### [PROBLEM DETAILS]
Nothing but the lines from the one that contains "Where exactly in this scan can I find the man" through the end of the listing should appear, set down exactly.

[Items listed in a dataset]
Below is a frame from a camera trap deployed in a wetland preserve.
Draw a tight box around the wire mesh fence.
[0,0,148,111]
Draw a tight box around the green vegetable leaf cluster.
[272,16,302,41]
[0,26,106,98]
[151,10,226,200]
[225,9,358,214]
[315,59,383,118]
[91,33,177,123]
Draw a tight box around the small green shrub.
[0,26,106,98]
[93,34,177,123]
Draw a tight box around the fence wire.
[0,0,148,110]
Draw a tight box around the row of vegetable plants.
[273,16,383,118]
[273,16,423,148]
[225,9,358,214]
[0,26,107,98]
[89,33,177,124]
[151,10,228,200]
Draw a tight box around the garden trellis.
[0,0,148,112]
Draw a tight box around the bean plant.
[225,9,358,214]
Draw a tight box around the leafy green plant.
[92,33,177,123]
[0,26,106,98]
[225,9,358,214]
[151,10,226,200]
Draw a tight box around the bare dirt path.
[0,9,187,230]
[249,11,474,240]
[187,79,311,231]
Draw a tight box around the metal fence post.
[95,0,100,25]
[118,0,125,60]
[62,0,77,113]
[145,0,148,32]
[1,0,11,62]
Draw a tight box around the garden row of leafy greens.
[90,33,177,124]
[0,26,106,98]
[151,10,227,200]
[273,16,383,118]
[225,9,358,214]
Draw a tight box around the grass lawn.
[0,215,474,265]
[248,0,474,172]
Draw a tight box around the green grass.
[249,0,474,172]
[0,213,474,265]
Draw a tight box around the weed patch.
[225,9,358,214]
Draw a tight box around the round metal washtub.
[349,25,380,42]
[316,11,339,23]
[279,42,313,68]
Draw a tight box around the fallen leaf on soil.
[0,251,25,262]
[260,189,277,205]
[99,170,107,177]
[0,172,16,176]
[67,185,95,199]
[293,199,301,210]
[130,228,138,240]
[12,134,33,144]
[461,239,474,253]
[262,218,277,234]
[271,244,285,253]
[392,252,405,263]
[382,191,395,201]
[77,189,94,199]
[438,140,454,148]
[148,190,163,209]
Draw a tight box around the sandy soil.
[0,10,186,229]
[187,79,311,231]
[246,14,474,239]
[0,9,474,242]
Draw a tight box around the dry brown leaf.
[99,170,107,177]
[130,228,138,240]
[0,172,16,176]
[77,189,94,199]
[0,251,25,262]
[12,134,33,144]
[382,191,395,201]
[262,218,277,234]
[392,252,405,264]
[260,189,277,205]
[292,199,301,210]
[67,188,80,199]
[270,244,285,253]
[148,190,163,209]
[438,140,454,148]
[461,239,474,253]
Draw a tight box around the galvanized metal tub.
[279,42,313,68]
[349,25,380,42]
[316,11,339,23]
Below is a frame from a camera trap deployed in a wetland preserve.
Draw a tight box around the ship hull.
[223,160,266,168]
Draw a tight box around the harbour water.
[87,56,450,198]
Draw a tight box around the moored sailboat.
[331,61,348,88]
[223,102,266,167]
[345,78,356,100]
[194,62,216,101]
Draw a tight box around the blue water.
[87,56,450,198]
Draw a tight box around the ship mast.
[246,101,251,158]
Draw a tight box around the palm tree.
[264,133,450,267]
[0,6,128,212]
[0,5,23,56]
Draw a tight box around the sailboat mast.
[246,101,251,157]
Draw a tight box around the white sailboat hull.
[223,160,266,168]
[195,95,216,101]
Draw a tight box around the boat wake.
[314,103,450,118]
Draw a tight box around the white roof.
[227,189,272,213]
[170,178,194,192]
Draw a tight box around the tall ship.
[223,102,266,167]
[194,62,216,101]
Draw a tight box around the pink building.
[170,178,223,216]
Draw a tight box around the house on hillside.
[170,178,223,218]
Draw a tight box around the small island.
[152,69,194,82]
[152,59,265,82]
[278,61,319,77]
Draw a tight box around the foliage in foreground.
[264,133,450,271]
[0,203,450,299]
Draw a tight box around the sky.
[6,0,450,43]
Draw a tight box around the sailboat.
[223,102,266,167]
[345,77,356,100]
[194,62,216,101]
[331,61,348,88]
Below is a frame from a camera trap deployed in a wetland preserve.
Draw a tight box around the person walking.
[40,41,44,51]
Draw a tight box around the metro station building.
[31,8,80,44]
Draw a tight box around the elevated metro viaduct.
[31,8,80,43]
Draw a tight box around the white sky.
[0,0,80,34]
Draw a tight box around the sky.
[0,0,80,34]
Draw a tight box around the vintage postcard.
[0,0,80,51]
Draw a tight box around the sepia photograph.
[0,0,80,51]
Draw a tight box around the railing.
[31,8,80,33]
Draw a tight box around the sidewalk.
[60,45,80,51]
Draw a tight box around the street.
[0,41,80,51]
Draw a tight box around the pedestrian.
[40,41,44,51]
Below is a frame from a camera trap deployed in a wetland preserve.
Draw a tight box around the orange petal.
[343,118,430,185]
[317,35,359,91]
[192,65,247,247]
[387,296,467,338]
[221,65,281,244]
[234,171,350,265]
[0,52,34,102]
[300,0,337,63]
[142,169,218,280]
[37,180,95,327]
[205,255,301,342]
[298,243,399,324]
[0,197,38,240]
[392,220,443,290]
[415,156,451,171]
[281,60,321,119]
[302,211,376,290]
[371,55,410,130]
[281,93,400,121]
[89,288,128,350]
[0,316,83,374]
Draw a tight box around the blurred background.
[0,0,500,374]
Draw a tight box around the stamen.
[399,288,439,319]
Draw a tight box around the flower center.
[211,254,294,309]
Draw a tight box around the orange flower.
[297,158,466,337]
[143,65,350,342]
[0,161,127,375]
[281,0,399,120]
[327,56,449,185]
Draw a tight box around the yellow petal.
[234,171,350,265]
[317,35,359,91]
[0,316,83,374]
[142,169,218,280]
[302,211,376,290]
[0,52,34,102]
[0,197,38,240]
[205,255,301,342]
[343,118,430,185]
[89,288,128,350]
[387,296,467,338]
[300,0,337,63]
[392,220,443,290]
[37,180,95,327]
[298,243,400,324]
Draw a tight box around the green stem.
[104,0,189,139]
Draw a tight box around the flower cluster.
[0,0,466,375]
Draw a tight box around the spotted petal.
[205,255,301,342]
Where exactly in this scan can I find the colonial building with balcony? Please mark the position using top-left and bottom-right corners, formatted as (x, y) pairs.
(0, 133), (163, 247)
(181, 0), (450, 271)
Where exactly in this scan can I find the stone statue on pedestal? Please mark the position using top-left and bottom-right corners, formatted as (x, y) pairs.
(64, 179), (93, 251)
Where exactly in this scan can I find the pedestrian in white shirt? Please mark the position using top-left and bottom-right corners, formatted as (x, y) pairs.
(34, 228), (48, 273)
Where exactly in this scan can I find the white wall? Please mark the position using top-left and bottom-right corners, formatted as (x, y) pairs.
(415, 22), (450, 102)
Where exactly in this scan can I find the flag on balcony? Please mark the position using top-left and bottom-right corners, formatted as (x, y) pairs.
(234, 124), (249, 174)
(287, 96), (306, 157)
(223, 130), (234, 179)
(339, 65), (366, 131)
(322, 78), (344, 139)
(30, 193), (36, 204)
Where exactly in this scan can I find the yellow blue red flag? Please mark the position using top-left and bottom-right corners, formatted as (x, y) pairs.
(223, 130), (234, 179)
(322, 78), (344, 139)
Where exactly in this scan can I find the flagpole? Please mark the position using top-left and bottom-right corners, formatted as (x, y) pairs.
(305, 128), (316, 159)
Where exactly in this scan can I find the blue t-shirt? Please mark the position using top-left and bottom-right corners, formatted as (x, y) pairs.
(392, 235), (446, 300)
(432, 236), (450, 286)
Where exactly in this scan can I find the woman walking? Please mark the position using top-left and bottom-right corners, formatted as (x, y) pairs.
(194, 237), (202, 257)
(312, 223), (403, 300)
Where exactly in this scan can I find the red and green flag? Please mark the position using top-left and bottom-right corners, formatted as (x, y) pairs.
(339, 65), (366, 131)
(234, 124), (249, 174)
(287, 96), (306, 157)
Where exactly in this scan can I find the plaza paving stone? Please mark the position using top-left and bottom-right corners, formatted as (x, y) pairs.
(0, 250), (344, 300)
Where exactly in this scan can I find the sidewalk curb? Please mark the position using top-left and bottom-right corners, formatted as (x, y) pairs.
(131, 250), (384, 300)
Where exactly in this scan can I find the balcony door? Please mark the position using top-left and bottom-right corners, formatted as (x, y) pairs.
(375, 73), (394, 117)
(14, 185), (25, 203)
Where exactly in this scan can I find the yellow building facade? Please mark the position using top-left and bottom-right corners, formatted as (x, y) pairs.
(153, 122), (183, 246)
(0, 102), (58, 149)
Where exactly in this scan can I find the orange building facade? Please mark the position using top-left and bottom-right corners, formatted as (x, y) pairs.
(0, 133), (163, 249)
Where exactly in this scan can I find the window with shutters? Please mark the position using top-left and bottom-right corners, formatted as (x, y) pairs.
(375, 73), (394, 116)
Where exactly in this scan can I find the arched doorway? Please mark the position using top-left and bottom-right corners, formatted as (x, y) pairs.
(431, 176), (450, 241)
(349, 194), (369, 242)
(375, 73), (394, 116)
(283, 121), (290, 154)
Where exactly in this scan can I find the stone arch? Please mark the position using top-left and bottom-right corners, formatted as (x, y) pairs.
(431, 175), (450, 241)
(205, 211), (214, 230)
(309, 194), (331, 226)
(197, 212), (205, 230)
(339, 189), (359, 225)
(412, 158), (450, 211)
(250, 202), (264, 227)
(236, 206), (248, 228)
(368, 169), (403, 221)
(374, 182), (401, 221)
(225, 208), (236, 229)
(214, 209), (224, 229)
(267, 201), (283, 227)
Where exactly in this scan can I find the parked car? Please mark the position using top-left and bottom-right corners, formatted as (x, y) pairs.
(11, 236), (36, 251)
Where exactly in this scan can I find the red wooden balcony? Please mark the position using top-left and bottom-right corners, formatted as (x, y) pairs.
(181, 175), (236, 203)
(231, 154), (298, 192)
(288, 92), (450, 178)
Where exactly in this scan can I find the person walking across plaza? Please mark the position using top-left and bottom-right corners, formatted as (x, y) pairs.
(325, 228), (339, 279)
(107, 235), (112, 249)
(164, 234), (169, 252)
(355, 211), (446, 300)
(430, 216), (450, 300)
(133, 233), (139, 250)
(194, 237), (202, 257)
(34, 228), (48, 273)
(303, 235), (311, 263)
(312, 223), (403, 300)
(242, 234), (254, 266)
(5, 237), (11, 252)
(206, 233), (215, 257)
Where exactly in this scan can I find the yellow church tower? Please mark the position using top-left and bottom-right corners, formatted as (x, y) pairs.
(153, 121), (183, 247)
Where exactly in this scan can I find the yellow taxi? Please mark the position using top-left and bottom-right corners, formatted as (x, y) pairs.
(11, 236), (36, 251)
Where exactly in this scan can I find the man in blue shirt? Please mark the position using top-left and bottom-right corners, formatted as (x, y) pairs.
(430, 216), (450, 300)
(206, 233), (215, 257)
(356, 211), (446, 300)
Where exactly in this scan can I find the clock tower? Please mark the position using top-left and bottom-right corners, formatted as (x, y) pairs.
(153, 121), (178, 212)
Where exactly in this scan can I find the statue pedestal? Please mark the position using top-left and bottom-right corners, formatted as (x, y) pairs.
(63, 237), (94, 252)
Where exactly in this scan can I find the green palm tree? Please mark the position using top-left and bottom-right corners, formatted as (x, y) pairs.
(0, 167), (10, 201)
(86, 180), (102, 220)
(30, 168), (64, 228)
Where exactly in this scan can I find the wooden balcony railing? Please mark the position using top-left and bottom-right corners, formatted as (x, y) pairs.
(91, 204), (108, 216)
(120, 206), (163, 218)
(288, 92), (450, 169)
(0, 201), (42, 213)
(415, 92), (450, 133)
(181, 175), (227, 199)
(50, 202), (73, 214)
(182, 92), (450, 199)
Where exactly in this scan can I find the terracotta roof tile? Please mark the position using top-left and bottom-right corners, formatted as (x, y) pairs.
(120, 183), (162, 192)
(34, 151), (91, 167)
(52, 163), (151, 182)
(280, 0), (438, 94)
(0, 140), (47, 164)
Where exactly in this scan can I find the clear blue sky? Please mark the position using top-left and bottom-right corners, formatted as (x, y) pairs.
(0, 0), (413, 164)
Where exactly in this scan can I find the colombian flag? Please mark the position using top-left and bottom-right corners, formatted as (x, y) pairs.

### [SOLUTION TO THIS TASK]
Where exactly in this scan can I find the man in blue shirt? Please mark the position using top-left and bottom-right corners, formatted as (x, y) pairs.
(430, 216), (450, 300)
(206, 233), (215, 257)
(356, 211), (446, 300)
Where exactly in this scan can I find the clock tower? Please mark the position using top-left and bottom-right corners, formatted as (x, y) pairs.
(153, 121), (178, 212)
Where exactly in this scan can I find the statue pedestal? Please mark the position using top-left and bottom-right corners, formatted as (x, y) pairs.
(63, 237), (94, 252)
Where exactly in this scan can I find the green palm tree? Please mark the position using top-left and bottom-right corners, formatted as (x, y) pairs.
(0, 167), (10, 201)
(86, 180), (102, 220)
(30, 168), (64, 228)
Where exactly in this scan can I find the wooden balcony railing? Please mark the position using top-left and bottom-right corners, formatted as (x, y) pairs.
(91, 204), (108, 216)
(120, 206), (163, 218)
(288, 92), (450, 169)
(0, 201), (42, 213)
(415, 92), (450, 133)
(181, 175), (227, 199)
(50, 202), (73, 214)
(182, 92), (450, 199)
Where exactly in this scan can I find the terracotta roof tile? Please mark the position using top-left and bottom-right corners, formatted as (x, y) pairs.
(120, 183), (162, 192)
(34, 151), (91, 167)
(52, 163), (151, 182)
(280, 0), (438, 94)
(0, 140), (47, 164)
Where exactly in this scan can I find the clear blue sky? Please mark the position using top-left and bottom-right corners, formatted as (x, y) pairs.
(0, 0), (413, 164)
Where exactly in this scan can I find the colombian flag? Please mark the position using top-left and bottom-right corners, formatted as (x, y) pairs.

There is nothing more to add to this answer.